__EXERCISE PROMPT__:
Rewrite all the rows below as one numbered list, omitting blank lines and pictures.

________________

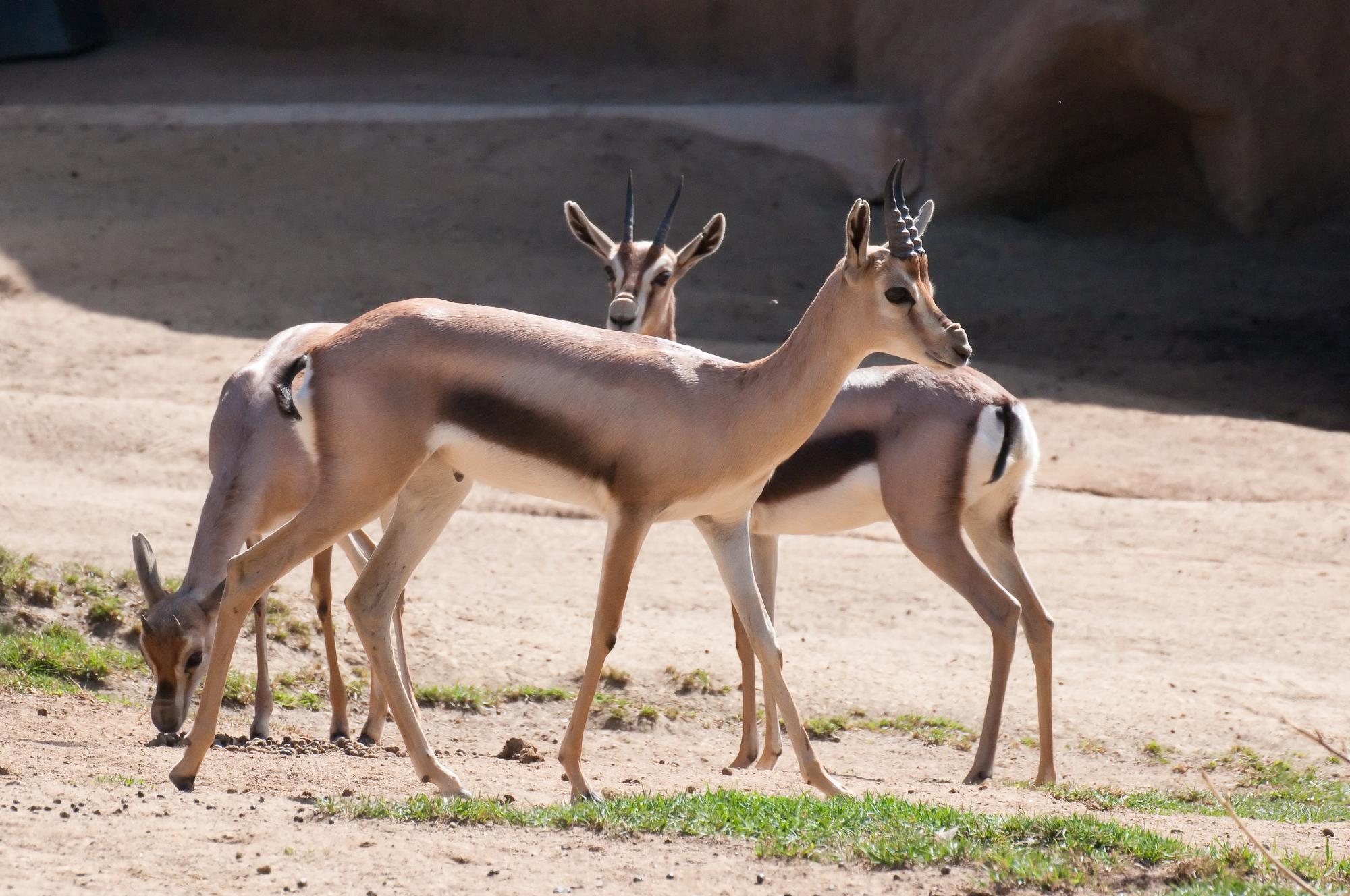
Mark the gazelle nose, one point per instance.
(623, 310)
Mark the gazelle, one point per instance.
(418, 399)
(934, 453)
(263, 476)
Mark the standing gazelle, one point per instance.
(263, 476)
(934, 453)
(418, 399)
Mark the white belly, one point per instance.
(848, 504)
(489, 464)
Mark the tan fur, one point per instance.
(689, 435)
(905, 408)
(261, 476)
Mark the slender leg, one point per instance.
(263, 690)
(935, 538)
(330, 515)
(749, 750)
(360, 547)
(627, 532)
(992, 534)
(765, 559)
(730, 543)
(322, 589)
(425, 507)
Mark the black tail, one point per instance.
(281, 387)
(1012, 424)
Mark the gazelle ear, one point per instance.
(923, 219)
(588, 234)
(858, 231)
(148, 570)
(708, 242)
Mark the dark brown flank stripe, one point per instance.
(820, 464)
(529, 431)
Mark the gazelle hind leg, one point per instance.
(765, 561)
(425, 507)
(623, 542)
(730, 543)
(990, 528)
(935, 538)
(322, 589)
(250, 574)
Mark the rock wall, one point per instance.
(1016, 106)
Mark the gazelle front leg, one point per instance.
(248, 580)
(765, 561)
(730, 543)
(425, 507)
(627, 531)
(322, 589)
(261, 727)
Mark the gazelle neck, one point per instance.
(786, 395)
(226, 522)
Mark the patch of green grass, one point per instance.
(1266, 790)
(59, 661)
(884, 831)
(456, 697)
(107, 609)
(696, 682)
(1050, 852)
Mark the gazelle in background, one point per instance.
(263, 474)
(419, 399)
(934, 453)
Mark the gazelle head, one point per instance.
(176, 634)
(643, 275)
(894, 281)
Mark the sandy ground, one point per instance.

________________

__RESULT FOR THIS TASK__:
1. Mark the gazelle nose, one point per instance.
2. (623, 310)
3. Mark the gazelle, one point per instance.
4. (418, 399)
5. (934, 453)
6. (263, 476)
7. Mark the standing gazelle, one point per instance.
8. (263, 476)
9. (934, 453)
10. (418, 399)
11. Mark the white belly, one point per instance.
12. (848, 504)
13. (489, 464)
14. Mark the tan fur, one point per instance.
15. (689, 435)
16. (905, 408)
17. (261, 476)
18. Mark the slender leg, one point per instance.
19. (263, 690)
20. (935, 538)
21. (330, 515)
22. (749, 750)
23. (360, 547)
24. (627, 532)
25. (992, 534)
26. (765, 559)
27. (730, 543)
28. (322, 589)
29. (425, 507)
30. Mark the black tail, one point per instance.
31. (281, 387)
32. (1012, 424)
33. Mark the gazelle ear, one point per instance.
34. (923, 219)
35. (588, 234)
36. (858, 231)
37. (148, 570)
38. (708, 242)
39. Mark the dark brown flank stripe, one point per instance.
40. (820, 464)
41. (529, 431)
42. Mark the gazelle hind leg, one point per instance.
43. (765, 561)
44. (425, 507)
45. (623, 542)
46. (730, 543)
47. (990, 528)
48. (935, 538)
49. (322, 589)
50. (250, 574)
51. Mark the rock wall, one point per instance.
52. (1016, 106)
53. Mark the gazelle front leg, one point per instance.
54. (248, 580)
55. (765, 561)
56. (730, 543)
57. (425, 507)
58. (627, 531)
59. (322, 589)
60. (261, 727)
61. Mark the gazelle neck, one point per instance.
62. (786, 395)
63. (226, 522)
64. Mark the patch of green grass, one point per instance.
65. (1266, 790)
66. (59, 661)
67. (884, 831)
68. (456, 697)
69. (107, 609)
70. (696, 682)
71. (1050, 852)
72. Mark the gazelle in background, one point per instance.
73. (263, 474)
74. (419, 399)
75. (934, 453)
76. Mark the gazelle head, one point per instance.
77. (176, 634)
78. (643, 275)
79. (894, 281)
80. Mark the sandy ground, one point per instance.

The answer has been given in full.